| ARTIKEL |
⟨

WASHINGTON (Berita SuaraMedia) - Kehidupan ulama Muslim yang menyerukan panggilan sholat adalah topik dari sebuah drama yang telah melakukan perjalanan keliling beberapa negara Eropa dan menampilkan 30 "muadzin" sebenarnya dari Mesir yang menawarkan potret dari kehidupan mereka dan mengumandangkan "adzan" di atas panggung.
Dalam Radio Muadzin, sebuah drama dokumenter satu adegan oleh sutradara Swiss Stefan Kaegi, 30 Muadzin dari Mesir mengatakan kepada para penonton tentang keluarga mereka dan lingkungan mereka dan menunjukkan kepada mereka bagaimana mereka sholat dan menampilkan ritual penyucian diri (wudhu).
Drama tersebut dimulai dengan peran protagonis dalam keidupan nyata yang mengumandangkan adzan, seruan untuk sholat, dengan menyerupai sebuah orkestra, seseorang mengatakan sebuah baris kalimat kemudian yang berikutnya mengatakan baris kalimat selanjutnya dan seterusnya. Kemudian setiap dari mereka mulai menceritakan ceritanya.
Gagasan dari drama tersebut datang kepada Kaegi ketika ia mengunjungi Mesir dan mendengarkan panggilan sholat yang tumpang tindih dan menggema di ibu kota negara tersebut selama lima kali dalam sehari dan memutuskan untuk mentransfer penampilan tersebut ke dalam teater, manajer produksi Juliane Männel mengatakan.
"Kaegi membawa gagasan tersebut kepada Kementerian Wakaf Islam dan Al-Azhar," wanita tersebut mengatakan kepada kantor berita Al-Arabiya. "Kedua pihak memberikan persetujuan mereka dan memberikan Kaegi ijin untuk memilih 30 muadzin sendiri."

⟩

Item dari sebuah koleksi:
⟨

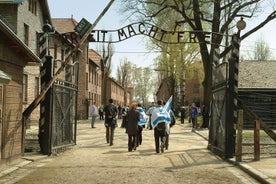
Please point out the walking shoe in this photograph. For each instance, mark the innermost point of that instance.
(162, 149)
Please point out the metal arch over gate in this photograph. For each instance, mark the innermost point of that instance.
(222, 133)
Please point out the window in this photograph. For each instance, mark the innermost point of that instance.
(26, 34)
(25, 88)
(33, 6)
(36, 87)
(86, 82)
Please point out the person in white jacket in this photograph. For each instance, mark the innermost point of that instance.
(94, 111)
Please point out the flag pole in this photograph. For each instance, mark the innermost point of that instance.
(27, 112)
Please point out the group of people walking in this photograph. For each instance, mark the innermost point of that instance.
(135, 119)
(159, 118)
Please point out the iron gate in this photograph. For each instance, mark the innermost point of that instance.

⟩

| URAIAN TUGAS |
Tentukan apakah setiap pernyataan berikut sesuai dengan artikel tentang drama Radio Muadzin, lalu jawab ya atau tidak disertai kutipan persis dari artikel yang menjadi dasarnya. 1. Drama itu disutradarai oleh seorang sutradara asal Swiss. 2. Para muadzin yang tampil dalam drama itu berasal dari Turki. 3. Gagasan drama itu muncul ketika Kaegi mengunjungi Mesir. Item-item tersebut tidak berhubungan dengan artikel.

| JAWABAN TUGAS |
1. Ya: "sutradara Swiss Stefan Kaegi".
2. Tidak: "30 Muadzin dari Mesir".
3. Ya: "Gagasan dari drama tersebut datang kepada Kaegi ketika ia mengunjungi Mesir".